- Work request -
From the entries that follow, copy each line containing the word "shirt".

** Given information follows **

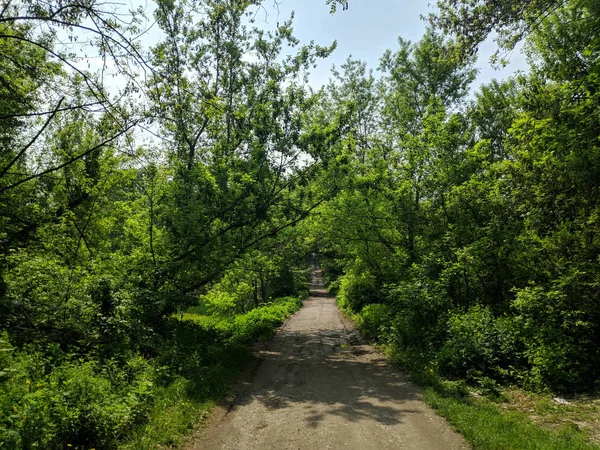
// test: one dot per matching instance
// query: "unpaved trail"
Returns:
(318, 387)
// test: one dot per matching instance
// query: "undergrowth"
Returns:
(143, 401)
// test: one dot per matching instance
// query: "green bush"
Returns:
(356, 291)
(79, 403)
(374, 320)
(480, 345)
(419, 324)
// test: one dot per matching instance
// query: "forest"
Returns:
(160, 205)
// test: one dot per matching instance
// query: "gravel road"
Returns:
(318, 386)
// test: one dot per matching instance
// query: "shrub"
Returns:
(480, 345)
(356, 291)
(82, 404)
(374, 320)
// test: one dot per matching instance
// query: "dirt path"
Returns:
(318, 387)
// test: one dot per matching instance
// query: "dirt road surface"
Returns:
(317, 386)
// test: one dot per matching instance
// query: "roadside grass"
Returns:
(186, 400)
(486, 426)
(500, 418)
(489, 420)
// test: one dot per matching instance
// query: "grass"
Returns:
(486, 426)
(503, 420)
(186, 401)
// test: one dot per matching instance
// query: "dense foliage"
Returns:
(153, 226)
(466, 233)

** End of Given information **
** Given information follows **

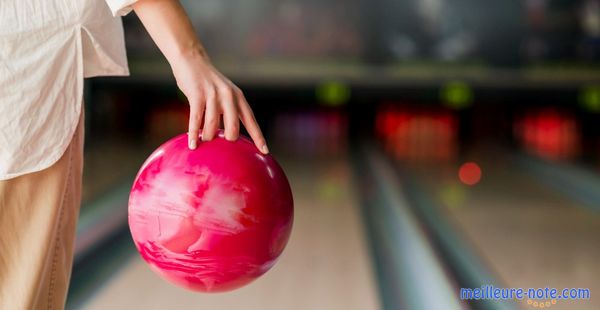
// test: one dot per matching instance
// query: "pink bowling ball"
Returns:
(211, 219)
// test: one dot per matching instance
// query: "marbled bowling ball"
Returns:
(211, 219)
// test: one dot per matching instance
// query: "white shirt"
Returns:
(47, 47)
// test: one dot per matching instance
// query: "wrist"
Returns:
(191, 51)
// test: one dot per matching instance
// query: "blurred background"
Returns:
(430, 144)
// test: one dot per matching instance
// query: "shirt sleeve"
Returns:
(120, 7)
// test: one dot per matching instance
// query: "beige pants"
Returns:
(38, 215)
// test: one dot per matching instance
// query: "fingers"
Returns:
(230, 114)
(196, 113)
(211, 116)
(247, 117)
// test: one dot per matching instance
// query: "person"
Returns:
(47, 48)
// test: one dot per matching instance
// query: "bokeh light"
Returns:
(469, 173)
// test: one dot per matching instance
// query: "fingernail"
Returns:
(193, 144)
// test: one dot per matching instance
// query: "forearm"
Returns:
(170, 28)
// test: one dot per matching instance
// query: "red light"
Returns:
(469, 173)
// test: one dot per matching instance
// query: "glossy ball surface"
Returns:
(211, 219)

** End of Given information **
** Given information follows **

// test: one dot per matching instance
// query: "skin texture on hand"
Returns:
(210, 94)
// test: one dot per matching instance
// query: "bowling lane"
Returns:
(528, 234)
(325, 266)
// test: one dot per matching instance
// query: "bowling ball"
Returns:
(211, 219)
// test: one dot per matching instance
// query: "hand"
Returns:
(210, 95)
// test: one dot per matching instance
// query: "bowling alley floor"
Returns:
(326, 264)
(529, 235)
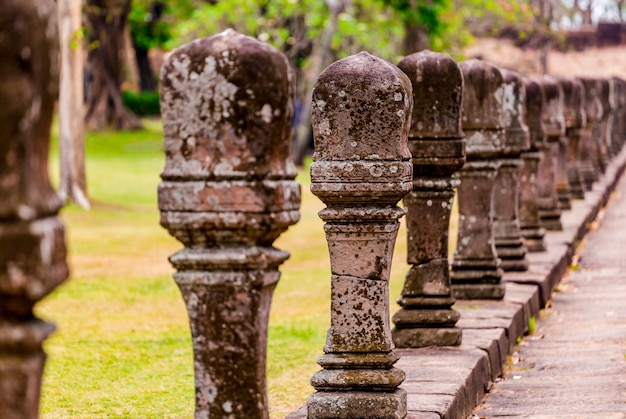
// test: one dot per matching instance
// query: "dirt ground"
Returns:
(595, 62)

** End of Given information **

- Answer to the problem -
// query: "white shirt"
// query: "shirt sleeve"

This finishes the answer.